#### Task instructions
Quote the entries in full, character for character, without their images.

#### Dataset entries
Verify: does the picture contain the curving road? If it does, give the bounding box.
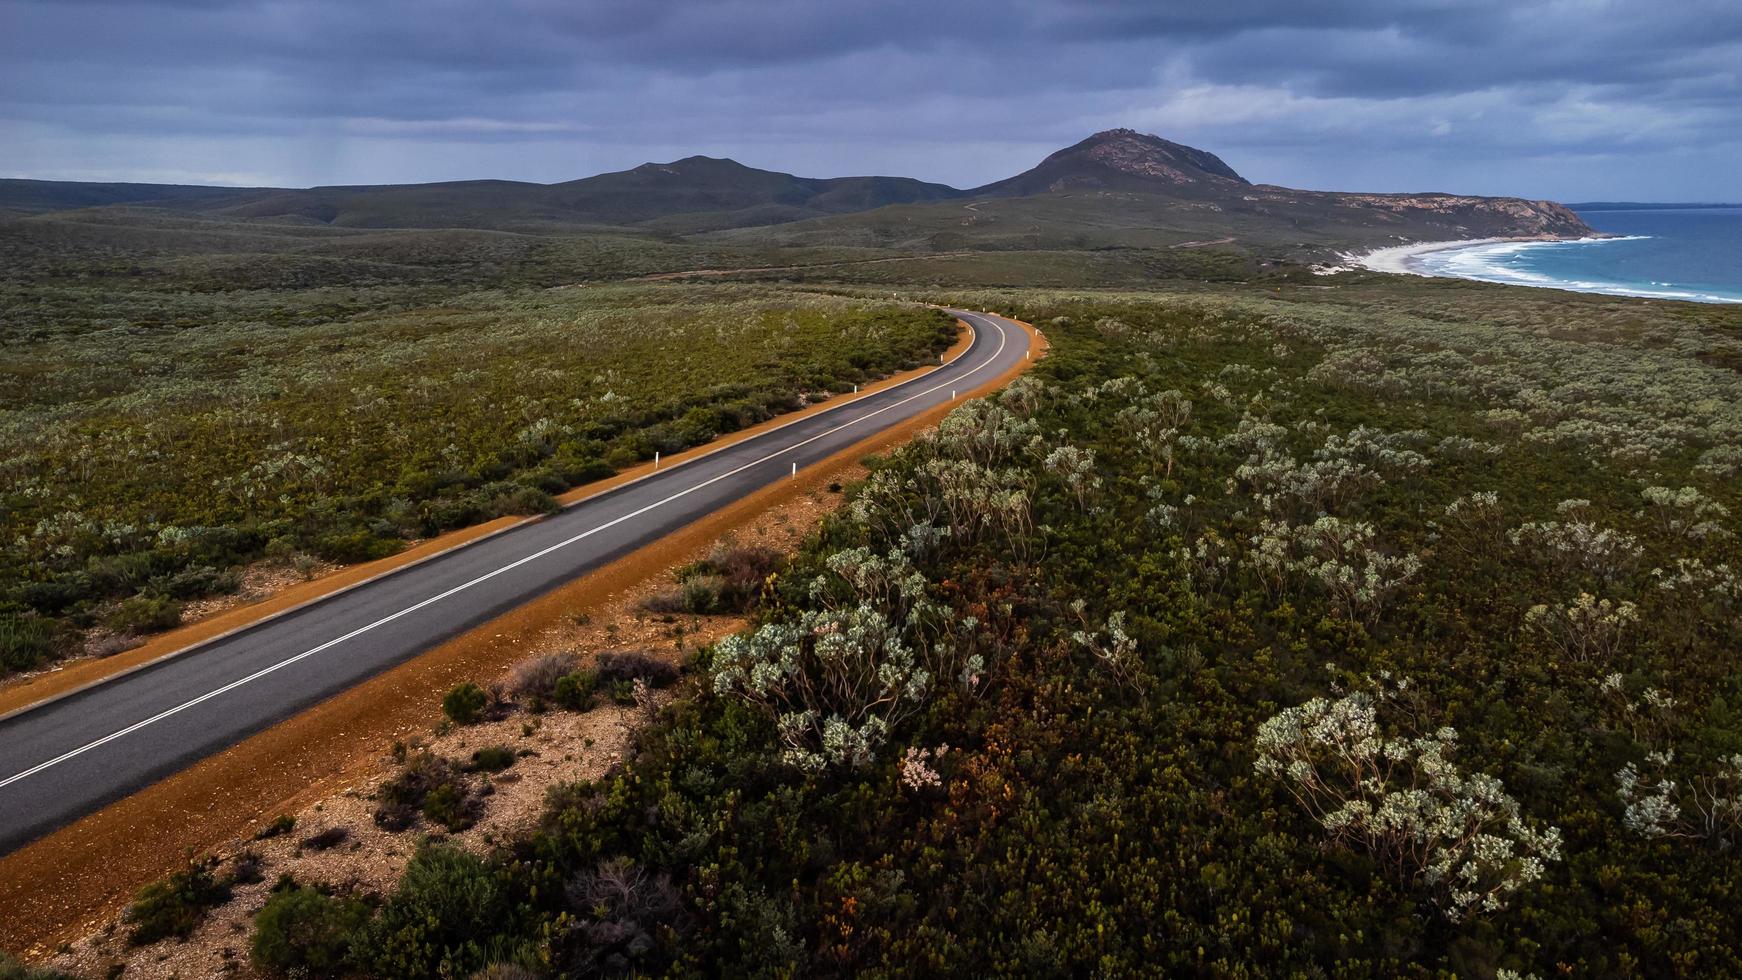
[0,310,1031,854]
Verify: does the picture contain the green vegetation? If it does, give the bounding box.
[374,750,483,833]
[246,279,1742,975]
[11,137,1739,976]
[551,669,598,711]
[468,745,518,773]
[358,845,512,978]
[643,543,783,614]
[0,952,75,980]
[251,884,371,976]
[441,683,490,725]
[122,856,233,945]
[252,814,296,841]
[0,213,955,676]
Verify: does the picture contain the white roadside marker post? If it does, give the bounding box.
[791,462,797,479]
[654,451,660,469]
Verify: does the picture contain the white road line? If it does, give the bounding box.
[0,315,1014,791]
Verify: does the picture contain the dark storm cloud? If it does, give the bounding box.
[2,0,1737,199]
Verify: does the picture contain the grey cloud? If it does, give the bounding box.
[1,0,1737,199]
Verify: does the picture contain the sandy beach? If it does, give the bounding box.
[1348,236,1545,275]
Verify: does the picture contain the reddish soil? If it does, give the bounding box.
[0,315,1040,960]
[0,321,975,721]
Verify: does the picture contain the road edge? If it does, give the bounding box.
[0,314,979,726]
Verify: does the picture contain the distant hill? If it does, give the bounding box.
[0,178,270,213]
[971,128,1249,197]
[235,159,956,232]
[2,130,1592,252]
[719,129,1593,255]
[2,159,959,234]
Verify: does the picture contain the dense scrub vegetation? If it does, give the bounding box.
[238,282,1742,976]
[0,218,956,673]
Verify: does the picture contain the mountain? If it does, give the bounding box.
[972,128,1248,197]
[1,129,1592,250]
[717,129,1593,254]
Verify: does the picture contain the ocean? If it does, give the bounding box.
[1406,206,1742,304]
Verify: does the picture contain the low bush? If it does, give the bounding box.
[228,850,266,885]
[357,844,509,979]
[87,632,142,658]
[105,595,182,635]
[148,564,242,601]
[253,814,296,840]
[467,745,517,773]
[442,682,488,724]
[643,545,783,615]
[375,752,476,832]
[553,669,598,711]
[423,782,478,832]
[299,827,350,852]
[594,650,679,689]
[250,885,370,976]
[480,483,559,519]
[123,856,232,945]
[310,529,401,564]
[510,651,577,704]
[0,952,76,980]
[0,615,61,672]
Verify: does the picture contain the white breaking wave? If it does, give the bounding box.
[1400,236,1742,302]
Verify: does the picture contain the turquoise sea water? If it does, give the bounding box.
[1410,206,1742,304]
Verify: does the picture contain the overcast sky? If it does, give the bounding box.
[3,0,1737,201]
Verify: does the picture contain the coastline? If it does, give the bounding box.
[1347,235,1568,276]
[1344,233,1742,305]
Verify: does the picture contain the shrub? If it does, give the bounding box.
[229,849,266,885]
[148,564,242,600]
[510,651,577,703]
[443,682,489,724]
[299,826,351,851]
[1254,682,1562,921]
[87,632,142,658]
[253,814,296,840]
[311,529,401,564]
[0,615,61,674]
[483,483,559,518]
[360,845,508,979]
[472,964,543,980]
[676,574,726,614]
[250,885,369,976]
[375,752,475,832]
[558,857,686,974]
[468,745,517,773]
[553,669,598,711]
[594,650,679,689]
[423,781,478,832]
[1523,592,1639,663]
[646,545,784,615]
[0,952,76,980]
[105,594,182,635]
[124,856,232,945]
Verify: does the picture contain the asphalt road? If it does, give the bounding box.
[0,310,1031,854]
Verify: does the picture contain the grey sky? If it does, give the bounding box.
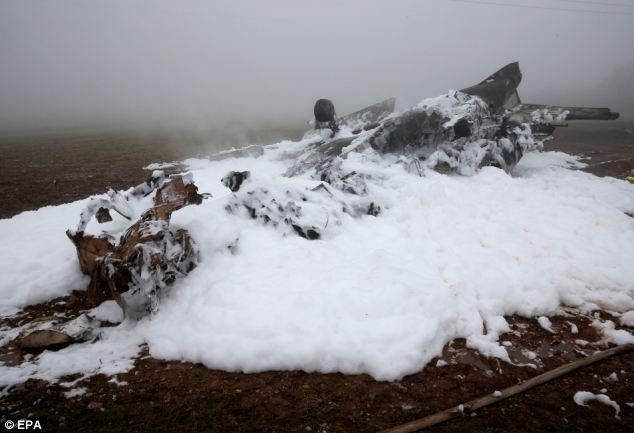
[1,0,633,133]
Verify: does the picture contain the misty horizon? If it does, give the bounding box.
[1,0,633,134]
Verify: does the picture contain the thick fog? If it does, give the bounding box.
[1,0,633,133]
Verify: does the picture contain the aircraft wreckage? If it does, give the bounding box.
[58,62,619,327]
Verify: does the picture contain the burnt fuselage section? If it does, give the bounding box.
[302,62,619,178]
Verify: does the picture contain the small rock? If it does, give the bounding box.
[87,402,103,410]
[17,314,92,349]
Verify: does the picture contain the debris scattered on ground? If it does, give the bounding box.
[66,172,206,319]
[591,319,634,345]
[17,314,92,350]
[573,390,621,418]
[86,401,103,410]
[143,162,178,171]
[63,387,87,399]
[209,144,265,161]
[538,316,555,333]
[221,170,250,192]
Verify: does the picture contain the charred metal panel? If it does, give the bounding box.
[339,97,396,128]
[461,62,522,114]
[516,104,620,121]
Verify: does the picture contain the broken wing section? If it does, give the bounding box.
[339,97,396,130]
[514,104,620,121]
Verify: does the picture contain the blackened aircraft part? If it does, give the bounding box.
[339,97,396,129]
[365,90,532,173]
[225,181,380,241]
[283,133,369,195]
[452,118,473,139]
[368,109,450,155]
[462,62,619,121]
[225,187,325,240]
[314,98,339,134]
[312,97,397,135]
[314,99,336,123]
[513,104,620,121]
[210,62,620,243]
[294,62,619,181]
[222,171,251,192]
[461,62,523,114]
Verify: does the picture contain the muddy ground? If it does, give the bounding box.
[0,126,305,220]
[0,120,633,432]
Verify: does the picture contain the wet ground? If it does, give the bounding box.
[0,126,305,220]
[0,120,633,432]
[548,119,634,179]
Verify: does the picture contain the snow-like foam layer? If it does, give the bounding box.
[1,140,633,383]
[574,391,621,417]
[0,324,143,390]
[0,200,90,315]
[139,146,634,381]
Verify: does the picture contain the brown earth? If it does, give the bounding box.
[0,126,304,220]
[546,119,634,179]
[0,120,633,432]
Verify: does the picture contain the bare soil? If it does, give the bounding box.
[0,126,304,220]
[0,120,633,432]
[547,119,634,179]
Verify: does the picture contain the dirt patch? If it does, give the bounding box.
[0,132,187,219]
[0,126,304,220]
[545,119,634,178]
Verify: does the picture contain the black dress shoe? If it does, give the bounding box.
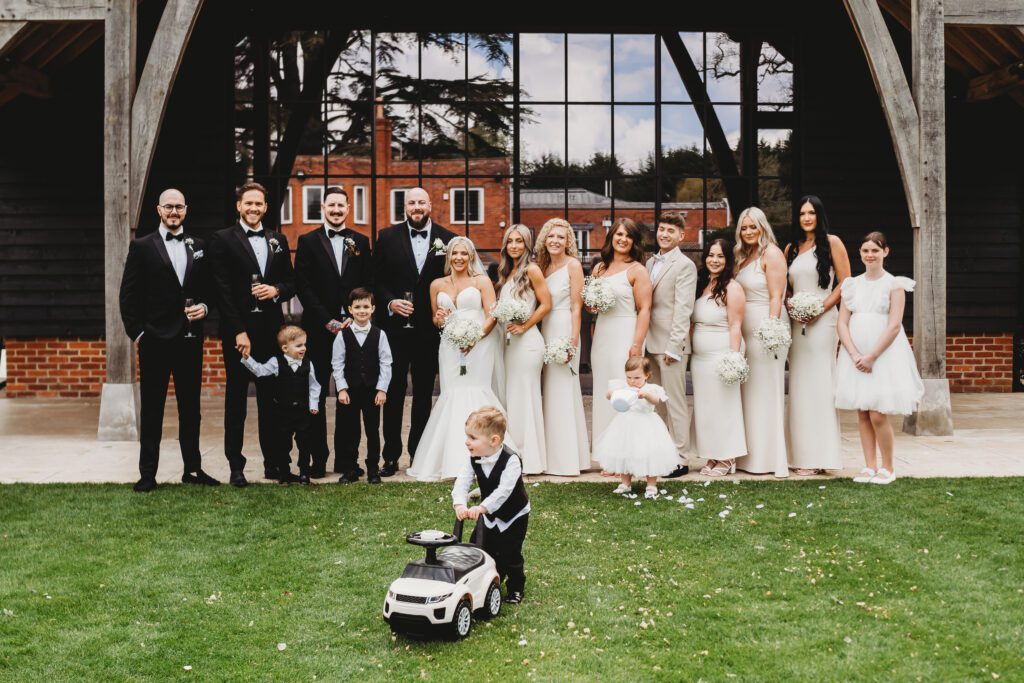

#### Solution to this exercise
Verify: does the picture contain the curving road? If it does, give the bounding box.
[0,310,1031,854]
Verify: does the picture contain the green vegetation? If it does, give the bounding box.
[374,750,483,833]
[246,279,1742,975]
[11,137,1739,976]
[551,669,598,711]
[468,745,518,773]
[358,845,512,978]
[643,543,783,614]
[0,952,75,980]
[251,884,371,976]
[441,683,490,725]
[122,856,233,945]
[252,814,296,841]
[0,213,955,676]
Verify: does the picture contain the white roadside marker post? If it does, give the bounding box.
[791,462,797,479]
[654,451,660,469]
Verify: does the picture contain the white road line? If it does, give the bounding box.
[0,315,1014,791]
Verify: does the picture contain the dark storm cloud? If it does, give the bounding box.
[2,0,1737,199]
Verify: does the picture contain the grey cloud? If it does, give the bounding box.
[1,0,1737,199]
Verify: does the picture contain the sandy beach? If it does, give the bounding box.
[1348,236,1545,275]
Verify: does the picture contain the reddish soil? If it does, give the bounding box.
[0,315,1040,960]
[0,321,975,721]
Verify: does the picture contain the road edge? If it does, give the bounding box.
[0,314,979,726]
Verify: does the picture contain the distant hill? If it does, give the bounding box.
[0,178,270,213]
[971,128,1249,197]
[235,159,956,232]
[2,130,1592,252]
[719,129,1593,255]
[2,159,959,234]
Verify: does the picture contain the dense scrub vegetation? If it does, give the bounding box.
[238,282,1742,976]
[0,218,956,673]
Verify: does the picture contain the mountain? If it does, give the bounding box.
[972,128,1248,197]
[1,129,1592,250]
[717,129,1593,254]
Verify: does the picture contain the ocean? If it does, give the bounding box.
[1406,206,1742,304]
Verify: does the picture contain the low bush? If it does, give the bounding box.
[228,850,266,885]
[357,844,509,979]
[87,632,142,658]
[105,595,182,635]
[148,564,242,601]
[253,814,296,840]
[467,745,517,773]
[442,682,488,724]
[643,545,783,615]
[375,752,476,832]
[553,669,598,711]
[423,782,478,832]
[299,827,350,852]
[594,650,679,689]
[250,885,370,976]
[480,483,559,519]
[123,856,232,945]
[310,529,401,564]
[510,651,577,704]
[0,952,76,980]
[0,615,61,672]
Verify: does the picture contain the white breaking wave? If it does, give the bounding box.
[1400,236,1742,302]
Verify: does the picture contain the turquoise sea water? If it does, give the bounding box.
[1410,206,1742,304]
Verify: does the picture contain the overcast sky? If it does, give the bounding box.
[3,0,1737,201]
Verify: does the picture contain the coastline? If it does, give the bounding box.
[1347,235,1568,276]
[1344,233,1742,305]
Verify: does the picture contain the shrub? If it does, give the bounding box.
[229,849,266,885]
[148,564,242,600]
[510,651,577,703]
[443,682,489,724]
[299,826,351,851]
[1254,682,1562,921]
[87,632,142,658]
[253,814,296,840]
[311,529,401,564]
[0,615,61,674]
[483,483,559,518]
[360,845,508,979]
[472,964,543,980]
[676,574,726,614]
[250,885,369,976]
[375,752,475,832]
[558,857,686,974]
[468,745,517,773]
[553,669,598,711]
[594,650,679,689]
[423,781,478,832]
[1523,592,1639,663]
[646,545,784,615]
[0,952,76,980]
[105,594,182,635]
[124,856,232,945]
Verify: does the picture contain the asphalt road? If it does, give the bounding box.
[0,310,1031,854]
Verify: does the picture contain the grey sky? If it does, give the bounding box.
[1,0,633,133]
Verify: does the picture contain the misty horizon? If it does, give the bounding box.
[1,0,633,134]
Verify: does the picture contain the thick fog? If it does, give the bounding box.
[1,0,633,133]
Verify: does the picture contain the aircraft wreckage? If it does, give the bounding box.
[58,62,619,327]
Verify: does the picture contain the burnt fuselage section? If it does, give the bounding box.
[302,62,619,178]
Verify: does the picture contain the small rock? If it does, give the bounding box.
[87,402,103,410]
[17,314,92,349]
Verify: does the picture contain the debris scattered on ground? If it does, give the bounding box.
[66,172,206,319]
[591,319,634,345]
[17,314,92,350]
[573,390,621,418]
[86,401,103,410]
[143,162,178,171]
[63,387,87,399]
[209,144,265,161]
[538,316,555,333]
[221,170,250,192]
Verify: does the picture contain the charred metal panel? If it does, give the bounding box.
[339,97,396,128]
[461,62,522,114]
[516,104,620,121]
Verify: does the picture contain the broken wing section? If it does, give the bounding box.
[339,97,396,130]
[514,104,620,121]
Verify: does the picture contain the blackened aircraft part? If it does, give the bounding box.
[339,97,396,129]
[365,90,532,173]
[225,181,380,241]
[283,133,369,195]
[452,118,473,139]
[368,109,450,155]
[462,62,619,121]
[225,187,325,240]
[314,98,339,134]
[312,97,397,135]
[314,99,336,123]
[513,104,620,121]
[210,62,620,243]
[294,62,619,181]
[222,171,251,192]
[461,62,523,114]
Verify: does the picture contain the muddy ground? If it does, give the bounding box.
[0,126,305,220]
[0,120,633,432]
Verify: does the picture contain the wet ground? If it does, give the bounding box.
[0,126,305,220]
[0,120,633,432]
[548,119,634,179]
Verify: does the picture contain the snow-like foam layer? If it does, give the bounding box.
[1,140,633,383]
[574,391,621,417]
[0,324,143,390]
[0,200,90,315]
[139,146,634,381]
Verify: does the picture contain the brown earth? If it does, give the bounding box.
[0,126,304,220]
[546,119,634,179]
[0,120,633,432]
Verify: does the picture contain the bare soil? If it does, give the bounding box.
[0,126,304,220]
[0,120,633,432]
[547,119,634,179]
Verify: does the picture contain the dirt patch? If it does, give the bounding box.
[0,132,187,219]
[0,126,304,220]
[545,119,634,178]
Verify: does the picture contain the black dress shoe? If it does, give the bounding box.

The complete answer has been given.